== EXERCISE INSTRUCTIONS ==
Select every line below containing the word "covered".

··· DATA

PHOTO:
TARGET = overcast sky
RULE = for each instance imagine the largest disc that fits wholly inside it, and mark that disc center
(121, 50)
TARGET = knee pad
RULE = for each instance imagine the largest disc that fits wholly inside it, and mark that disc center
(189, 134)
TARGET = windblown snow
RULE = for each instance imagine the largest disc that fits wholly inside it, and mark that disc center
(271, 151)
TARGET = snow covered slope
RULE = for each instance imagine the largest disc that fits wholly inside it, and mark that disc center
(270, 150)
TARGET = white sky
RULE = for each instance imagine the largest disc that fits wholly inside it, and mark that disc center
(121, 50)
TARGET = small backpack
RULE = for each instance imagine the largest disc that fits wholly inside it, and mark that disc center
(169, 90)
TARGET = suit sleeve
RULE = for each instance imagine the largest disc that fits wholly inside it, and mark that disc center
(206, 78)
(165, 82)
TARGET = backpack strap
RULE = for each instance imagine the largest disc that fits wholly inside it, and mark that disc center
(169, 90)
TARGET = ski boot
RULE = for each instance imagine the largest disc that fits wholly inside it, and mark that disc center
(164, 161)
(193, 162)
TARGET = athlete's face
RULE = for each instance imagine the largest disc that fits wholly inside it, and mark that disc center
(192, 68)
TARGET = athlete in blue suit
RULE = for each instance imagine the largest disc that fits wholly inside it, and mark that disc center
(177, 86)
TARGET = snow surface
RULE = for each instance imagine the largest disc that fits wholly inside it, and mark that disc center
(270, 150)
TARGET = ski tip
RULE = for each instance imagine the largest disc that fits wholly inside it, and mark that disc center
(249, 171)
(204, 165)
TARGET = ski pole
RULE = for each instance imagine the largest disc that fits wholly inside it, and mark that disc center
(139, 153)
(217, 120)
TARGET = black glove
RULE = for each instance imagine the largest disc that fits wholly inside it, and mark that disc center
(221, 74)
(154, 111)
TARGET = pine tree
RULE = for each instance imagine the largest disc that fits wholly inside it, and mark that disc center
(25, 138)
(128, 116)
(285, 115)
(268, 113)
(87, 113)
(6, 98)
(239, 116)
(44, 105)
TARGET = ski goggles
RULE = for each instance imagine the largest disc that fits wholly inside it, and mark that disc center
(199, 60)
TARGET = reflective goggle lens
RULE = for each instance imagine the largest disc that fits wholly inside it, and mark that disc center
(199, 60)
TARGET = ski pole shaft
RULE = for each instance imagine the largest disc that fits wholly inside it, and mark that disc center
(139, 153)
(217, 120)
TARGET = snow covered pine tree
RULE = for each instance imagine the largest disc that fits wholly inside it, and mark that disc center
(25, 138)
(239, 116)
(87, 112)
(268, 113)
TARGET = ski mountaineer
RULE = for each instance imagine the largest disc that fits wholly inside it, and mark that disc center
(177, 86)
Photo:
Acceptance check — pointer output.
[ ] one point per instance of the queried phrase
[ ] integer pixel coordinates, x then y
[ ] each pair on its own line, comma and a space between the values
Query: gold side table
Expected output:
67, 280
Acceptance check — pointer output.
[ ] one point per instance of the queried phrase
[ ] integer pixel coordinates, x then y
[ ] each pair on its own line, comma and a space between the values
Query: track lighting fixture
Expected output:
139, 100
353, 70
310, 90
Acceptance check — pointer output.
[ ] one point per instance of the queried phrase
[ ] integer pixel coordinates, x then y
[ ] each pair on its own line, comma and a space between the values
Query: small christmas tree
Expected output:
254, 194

······
··· DATA

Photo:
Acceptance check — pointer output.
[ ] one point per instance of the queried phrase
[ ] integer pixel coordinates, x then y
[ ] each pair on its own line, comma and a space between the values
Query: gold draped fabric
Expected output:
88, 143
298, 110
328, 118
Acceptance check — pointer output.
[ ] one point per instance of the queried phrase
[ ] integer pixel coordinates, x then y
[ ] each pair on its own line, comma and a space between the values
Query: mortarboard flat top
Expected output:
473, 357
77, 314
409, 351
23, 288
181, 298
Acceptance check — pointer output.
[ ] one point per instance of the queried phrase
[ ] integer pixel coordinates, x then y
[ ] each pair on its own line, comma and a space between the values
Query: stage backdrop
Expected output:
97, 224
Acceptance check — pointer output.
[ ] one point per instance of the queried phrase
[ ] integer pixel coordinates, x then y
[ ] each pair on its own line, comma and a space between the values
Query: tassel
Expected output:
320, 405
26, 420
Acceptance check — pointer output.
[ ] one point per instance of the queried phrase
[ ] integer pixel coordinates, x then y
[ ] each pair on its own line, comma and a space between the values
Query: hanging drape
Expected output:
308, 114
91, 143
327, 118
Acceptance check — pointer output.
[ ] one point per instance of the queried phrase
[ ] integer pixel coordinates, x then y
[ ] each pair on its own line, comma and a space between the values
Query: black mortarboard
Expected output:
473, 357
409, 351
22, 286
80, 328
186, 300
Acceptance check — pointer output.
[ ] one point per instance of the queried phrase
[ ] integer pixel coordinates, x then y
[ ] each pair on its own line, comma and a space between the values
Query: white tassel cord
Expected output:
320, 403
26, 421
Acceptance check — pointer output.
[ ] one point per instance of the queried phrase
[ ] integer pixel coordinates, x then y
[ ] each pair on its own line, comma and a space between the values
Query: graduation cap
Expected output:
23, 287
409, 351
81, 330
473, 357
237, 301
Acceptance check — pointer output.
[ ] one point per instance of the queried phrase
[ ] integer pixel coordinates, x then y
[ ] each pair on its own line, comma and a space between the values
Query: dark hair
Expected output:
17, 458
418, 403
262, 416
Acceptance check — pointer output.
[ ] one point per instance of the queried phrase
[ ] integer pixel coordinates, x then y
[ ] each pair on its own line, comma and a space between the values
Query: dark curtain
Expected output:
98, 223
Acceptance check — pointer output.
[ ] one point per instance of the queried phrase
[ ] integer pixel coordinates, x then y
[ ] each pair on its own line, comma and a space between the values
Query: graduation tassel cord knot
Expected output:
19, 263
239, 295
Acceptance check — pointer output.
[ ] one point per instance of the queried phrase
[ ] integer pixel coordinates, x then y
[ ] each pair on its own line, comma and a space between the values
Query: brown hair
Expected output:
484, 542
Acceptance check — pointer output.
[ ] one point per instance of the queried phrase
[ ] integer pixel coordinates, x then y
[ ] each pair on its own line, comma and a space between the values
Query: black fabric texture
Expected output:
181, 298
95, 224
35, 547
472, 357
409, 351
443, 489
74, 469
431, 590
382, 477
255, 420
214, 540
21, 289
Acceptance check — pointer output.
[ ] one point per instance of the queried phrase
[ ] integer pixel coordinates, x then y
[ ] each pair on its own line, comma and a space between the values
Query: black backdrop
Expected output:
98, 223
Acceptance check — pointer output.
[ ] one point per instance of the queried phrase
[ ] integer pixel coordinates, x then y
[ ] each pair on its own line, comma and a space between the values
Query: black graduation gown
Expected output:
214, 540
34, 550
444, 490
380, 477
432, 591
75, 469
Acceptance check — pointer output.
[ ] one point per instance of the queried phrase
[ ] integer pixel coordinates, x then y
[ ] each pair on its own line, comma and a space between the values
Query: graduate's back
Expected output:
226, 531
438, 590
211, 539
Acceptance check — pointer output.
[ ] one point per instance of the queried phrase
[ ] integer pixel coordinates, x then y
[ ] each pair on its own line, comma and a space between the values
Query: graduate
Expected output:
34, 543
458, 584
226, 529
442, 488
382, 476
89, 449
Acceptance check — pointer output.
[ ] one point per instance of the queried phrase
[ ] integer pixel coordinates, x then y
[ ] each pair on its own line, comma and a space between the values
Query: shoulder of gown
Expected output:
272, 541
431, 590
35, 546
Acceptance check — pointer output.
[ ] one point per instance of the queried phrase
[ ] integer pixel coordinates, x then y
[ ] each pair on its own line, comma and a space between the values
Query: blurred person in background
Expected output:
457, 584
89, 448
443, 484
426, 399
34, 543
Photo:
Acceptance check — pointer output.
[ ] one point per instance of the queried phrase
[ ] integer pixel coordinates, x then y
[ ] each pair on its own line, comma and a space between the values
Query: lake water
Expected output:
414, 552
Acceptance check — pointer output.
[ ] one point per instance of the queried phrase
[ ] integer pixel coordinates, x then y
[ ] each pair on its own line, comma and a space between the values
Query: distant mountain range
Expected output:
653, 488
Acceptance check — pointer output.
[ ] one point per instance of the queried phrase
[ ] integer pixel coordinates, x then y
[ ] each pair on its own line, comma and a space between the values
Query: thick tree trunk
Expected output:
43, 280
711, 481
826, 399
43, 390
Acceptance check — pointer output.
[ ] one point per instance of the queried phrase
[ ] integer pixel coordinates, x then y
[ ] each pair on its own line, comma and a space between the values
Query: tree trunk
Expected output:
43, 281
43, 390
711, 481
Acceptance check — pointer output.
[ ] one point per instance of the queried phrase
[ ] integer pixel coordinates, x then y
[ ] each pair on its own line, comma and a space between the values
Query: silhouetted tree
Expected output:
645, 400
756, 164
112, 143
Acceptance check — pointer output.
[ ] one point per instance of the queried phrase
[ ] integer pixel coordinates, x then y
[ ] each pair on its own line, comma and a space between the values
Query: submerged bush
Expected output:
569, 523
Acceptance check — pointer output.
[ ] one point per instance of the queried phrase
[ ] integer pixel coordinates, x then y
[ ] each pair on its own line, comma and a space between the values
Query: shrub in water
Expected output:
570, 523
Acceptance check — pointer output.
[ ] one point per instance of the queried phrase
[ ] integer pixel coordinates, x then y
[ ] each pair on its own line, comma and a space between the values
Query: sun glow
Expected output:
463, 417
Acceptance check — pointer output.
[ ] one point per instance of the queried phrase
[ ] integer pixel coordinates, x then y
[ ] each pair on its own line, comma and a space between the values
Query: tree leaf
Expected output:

······

== WORKED SOLUTION ==
TARGET = snow covered slope
TARGET = snow covered pine tree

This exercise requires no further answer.